BRIEF
Continue the filmmaking competition's rules on required elements, shown below, from the point where they stop.

PROVIDED TEXT
^^^^^^^^^^^^^^^^

Element Assignment Character, Prop & Line Requirements
At the Kickoff Event we will announce a character, a prop and a line of dialogue just a few minutes before the Official Filmmaking Period begins.
These elements must be included in your film.
The elements will vary from city to city, but in each location ALL teams will have the same required elements. It's up to each team to decide how to integrate them into their own film. Teams compete for most creative use of these elements.
Examples of Previous Characters
Stephen or Stephanie Dufour, Wedding Planner Seattle, Washington 2011
Debbie or Dylan Chaucer, Vacation Lodging Owner Portland, Maine 2010
Iris or Ian Carter, Tour Guide New Orleans, Louisiana 2014
Darin or Dana Stumme, Massage Therapist Seattle, Washington 2014
Examples of Previous Props
a lamp Jacksonville, Florida 2010
sunglasses Atlanta, Georgia 2018
a tomato Richmond, Virginia 2009
Examples of Previous Lines
Let's make a plan. Austin, Texas 2017
You know what I mean? San Diego, California 2013
Who came up with that? Des Moines, Iowa 2010
It works for me. Albuquerque, New Mexico 2010
The required line of dialogue must be heard or seen - it may be written. It may be in a foreign language; however if it is not clear that this is the required line, it should be translated.

^^^^^^^^^^^^^^^^

THE DATA
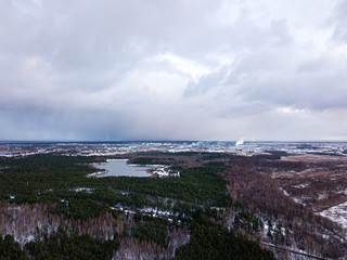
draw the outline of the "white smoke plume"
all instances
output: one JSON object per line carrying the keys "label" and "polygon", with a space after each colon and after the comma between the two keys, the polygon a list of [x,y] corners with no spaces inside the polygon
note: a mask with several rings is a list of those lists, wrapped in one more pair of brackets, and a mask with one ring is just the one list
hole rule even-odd
{"label": "white smoke plume", "polygon": [[239,145],[243,144],[243,139],[240,139],[236,143],[235,146],[237,147]]}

^^^^^^^^^^^^^^^^

ANSWER
The required character does not have to be the star, but we must actually see him/her on the screen. Name tags, etc. are not necessary so long as the audience can infer who he/she is.
The required prop must be seen, and it should be used in your film in some way.
Adherence to Assignment
Did you know judges base part of their scores on a film’s adherence to assignment? This refers to the genre and required elements.
Elements in Credits Do Not Count
The required elements must appear in the story of your film. Use of the elements only in the end credits will NOT fulfill the requirement.